WORK TO BE COMPLETED:
Rewrite all the records with "even-odd rule" changed to "nonzero winding rule" and everything else kept the same. Omit the pictures from your answer.

──────── RECORDS FOR THE TASK

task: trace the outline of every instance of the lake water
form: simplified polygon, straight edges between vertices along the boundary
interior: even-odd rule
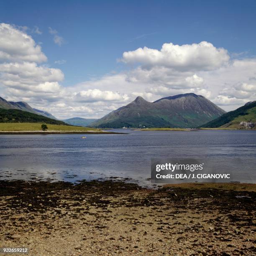
[[[129,134],[0,135],[0,179],[118,177],[148,186],[151,159],[168,158],[208,159],[229,181],[256,183],[256,131],[113,131]]]

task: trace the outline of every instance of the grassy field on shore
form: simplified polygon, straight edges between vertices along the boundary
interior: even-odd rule
[[[42,123],[0,123],[0,131],[41,131]],[[101,131],[100,129],[79,126],[46,124],[47,131],[61,132]]]

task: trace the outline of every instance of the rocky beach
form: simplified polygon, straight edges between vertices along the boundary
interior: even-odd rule
[[[256,191],[253,184],[1,181],[0,247],[31,255],[255,255]]]

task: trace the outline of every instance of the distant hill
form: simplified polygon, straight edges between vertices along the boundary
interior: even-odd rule
[[[37,123],[66,125],[64,122],[18,109],[0,108],[0,123]]]
[[[82,118],[73,118],[69,119],[62,120],[66,123],[77,126],[85,127],[89,125],[92,123],[95,122],[97,119]]]
[[[101,128],[196,127],[225,111],[201,95],[180,94],[149,102],[141,97],[90,126]]]
[[[0,97],[0,108],[4,109],[18,109],[27,112],[40,115],[53,119],[57,119],[56,118],[48,112],[36,108],[32,108],[27,103],[23,101],[18,102],[7,101],[6,100]]]
[[[33,110],[36,112],[36,113],[38,115],[43,115],[44,116],[51,118],[52,119],[58,120],[55,116],[54,116],[51,114],[50,114],[50,113],[49,113],[47,111],[40,110],[36,108],[33,108]]]
[[[232,111],[228,112],[221,116],[209,122],[201,127],[207,128],[243,128],[241,122],[256,122],[256,101],[248,102],[245,105]]]

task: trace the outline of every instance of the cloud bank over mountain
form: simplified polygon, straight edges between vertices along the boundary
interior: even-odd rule
[[[101,117],[138,95],[153,101],[194,92],[227,111],[255,99],[256,59],[234,59],[240,55],[210,42],[165,43],[160,49],[145,46],[120,56],[121,72],[64,87],[63,72],[47,63],[41,46],[26,30],[0,23],[1,96],[26,101],[60,118]]]

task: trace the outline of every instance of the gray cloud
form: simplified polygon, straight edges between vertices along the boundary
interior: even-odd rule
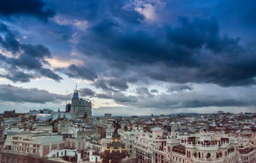
[[[9,0],[0,1],[0,15],[4,17],[29,15],[47,20],[55,15],[52,6],[42,0]]]
[[[192,87],[191,87],[190,86],[186,85],[186,84],[176,85],[172,85],[172,86],[170,87],[169,89],[168,89],[167,92],[174,92],[174,91],[179,92],[179,91],[184,90],[191,90],[192,89],[193,89]]]
[[[0,32],[5,34],[4,38],[0,36],[0,45],[17,57],[6,57],[0,53],[1,67],[8,73],[1,76],[13,82],[28,82],[31,78],[45,76],[56,81],[62,78],[51,69],[44,67],[49,65],[45,58],[51,58],[50,50],[42,45],[20,44],[15,38],[14,32],[4,24],[0,24]],[[19,53],[19,55],[17,55]],[[27,73],[28,71],[29,73]]]
[[[50,93],[37,89],[24,89],[11,85],[0,85],[0,101],[2,102],[33,103],[44,104],[47,102],[65,101],[72,95]]]
[[[70,65],[67,68],[58,69],[68,76],[70,78],[86,79],[93,81],[98,78],[96,73],[85,66],[77,66],[75,64]]]
[[[79,94],[82,96],[93,96],[95,92],[90,89],[83,88],[79,90]]]

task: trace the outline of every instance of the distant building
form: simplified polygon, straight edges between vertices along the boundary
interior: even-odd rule
[[[4,118],[15,117],[16,116],[15,110],[13,111],[4,111]]]
[[[71,110],[71,104],[68,103],[66,105],[66,112],[69,112]]]
[[[222,115],[223,113],[224,113],[224,111],[218,111],[218,115]]]
[[[83,119],[92,117],[92,102],[88,99],[79,98],[78,91],[74,91],[70,106],[72,119]]]
[[[104,117],[106,119],[111,119],[112,117],[112,114],[111,113],[105,113]]]
[[[4,120],[3,117],[0,117],[0,151],[4,144]]]

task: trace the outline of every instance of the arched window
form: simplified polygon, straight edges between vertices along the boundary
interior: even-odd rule
[[[211,153],[207,153],[207,159],[209,159],[210,157],[211,157]]]

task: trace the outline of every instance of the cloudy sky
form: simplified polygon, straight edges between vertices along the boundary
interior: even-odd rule
[[[0,111],[256,111],[256,1],[0,1]]]

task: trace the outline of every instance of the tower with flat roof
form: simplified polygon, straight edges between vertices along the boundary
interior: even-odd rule
[[[72,97],[70,113],[72,118],[74,120],[92,117],[92,102],[89,99],[79,97],[77,87]]]

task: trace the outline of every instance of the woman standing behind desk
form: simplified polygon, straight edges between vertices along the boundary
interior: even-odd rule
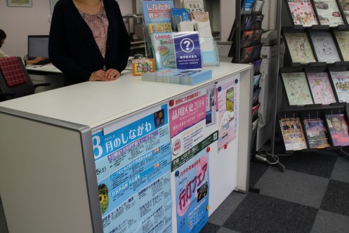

────────────────

THE SOLUTION:
task: trace the outline of every instance of the lake water
form: simplified polygon, straight edges between vertices along the boundary
interior: nonzero winding rule
[[[129,134],[0,135],[0,179],[118,177],[148,186],[151,159],[168,158],[208,159],[229,181],[256,183],[256,131],[113,131]]]

task: trace the outline of every instance of the grassy field on shore
form: simplified polygon, straight edges between vertices along the boundary
interior: nonzero winding rule
[[[42,123],[0,123],[0,131],[41,131]],[[101,131],[100,129],[79,126],[46,124],[47,131],[61,132]]]

task: trace the outline of every instance of the rocky beach
form: simplified polygon, straight edges between vertices along the boundary
interior: nonzero winding rule
[[[256,191],[253,184],[1,181],[0,247],[31,255],[255,255]]]

task: trace the outline of every instance of the distant hill
form: simplified polygon, straight edges between vertices along the boundary
interior: nonzero winding rule
[[[37,123],[66,125],[64,122],[18,109],[0,108],[0,123]]]
[[[82,118],[73,118],[69,119],[62,120],[66,123],[77,126],[85,127],[89,125],[92,123],[95,122],[97,119]]]
[[[101,128],[196,127],[225,111],[201,95],[180,94],[149,102],[141,97],[90,126]]]
[[[0,97],[0,108],[4,109],[18,109],[27,112],[40,115],[53,119],[57,119],[56,118],[48,112],[36,108],[32,108],[27,103],[23,101],[18,102],[7,101],[6,100]]]
[[[33,110],[36,112],[36,113],[38,115],[43,115],[44,116],[51,118],[52,119],[58,120],[55,116],[54,116],[51,114],[50,114],[50,113],[49,113],[47,111],[40,110],[36,108],[33,108]]]
[[[232,111],[228,112],[221,116],[209,122],[201,127],[207,128],[243,128],[241,122],[256,122],[256,101],[248,102],[245,105]]]

task: trace the outline of every instance of the cloud bank over mountain
form: simplified polygon, straight edges between vertices along the boundary
interior: nonzero winding rule
[[[101,117],[138,95],[153,101],[194,92],[227,111],[255,99],[256,59],[234,59],[240,55],[210,42],[165,43],[160,49],[145,46],[120,56],[121,72],[64,87],[63,72],[47,63],[41,46],[26,30],[0,23],[1,96],[26,101],[60,118]]]

task: trace the outline of every instance of the gray cloud
form: simplified polygon, straight edges between vertices along the boundary
interior: nonzero winding rule
[[[9,0],[0,1],[0,15],[4,17],[29,15],[47,20],[55,15],[52,6],[42,0]]]
[[[192,87],[191,87],[190,86],[186,85],[186,84],[176,85],[172,85],[172,86],[170,87],[169,89],[168,89],[167,92],[174,92],[174,91],[179,92],[179,91],[184,90],[191,90],[192,89],[193,89]]]
[[[0,32],[5,34],[4,38],[0,36],[0,45],[17,57],[6,57],[0,53],[1,67],[8,73],[1,76],[13,82],[28,82],[31,78],[45,76],[56,81],[62,78],[51,69],[44,67],[49,65],[45,58],[51,58],[50,50],[42,45],[20,44],[15,38],[14,32],[4,24],[0,24]],[[19,53],[19,55],[17,55]],[[27,73],[28,71],[29,73]]]
[[[50,93],[37,89],[24,89],[11,85],[0,85],[0,101],[2,102],[33,103],[44,104],[47,102],[65,101],[72,95]]]
[[[70,65],[67,68],[58,69],[68,76],[70,78],[86,79],[93,81],[98,78],[96,73],[85,66],[77,66],[75,64]]]
[[[79,94],[82,96],[93,96],[95,92],[90,89],[83,88],[79,90]]]

task: trace the outline of every instance of the distant building
form: simplified polygon, straight edges between vertices along the boundary
interior: nonzero winding rule
[[[4,118],[15,117],[16,116],[15,110],[13,111],[4,111]]]
[[[71,110],[71,104],[68,103],[66,105],[66,112],[69,112]]]
[[[222,115],[223,113],[224,113],[224,111],[218,111],[218,115]]]
[[[83,119],[92,117],[92,102],[88,99],[79,98],[78,91],[74,91],[70,106],[72,119]]]
[[[104,117],[106,119],[111,119],[112,117],[112,114],[111,113],[105,113]]]
[[[4,120],[3,117],[0,117],[0,151],[4,144]]]

task: trace the outline of every instance of the arched window
form: simplified polygon, straight edges between vertices along the boundary
interior: nonzero winding rule
[[[211,153],[207,153],[207,159],[209,159],[210,157],[211,157]]]

task: trace the outline of every instance of the cloudy sky
form: simplified polygon, straight edges between vertices along the boundary
interior: nonzero winding rule
[[[0,111],[256,111],[256,1],[0,1]]]

task: trace the outline of every instance of the tower with flat roof
form: simplified polygon, straight edges between vertices along the boundary
interior: nonzero winding rule
[[[72,97],[70,113],[72,118],[74,120],[92,117],[92,102],[89,99],[79,97],[77,87]]]

task: trace the outline of every instance of the woman standing behind desk
form: simplified polygon, straight edges between vertices along the boundary
interior: nonzero winding rule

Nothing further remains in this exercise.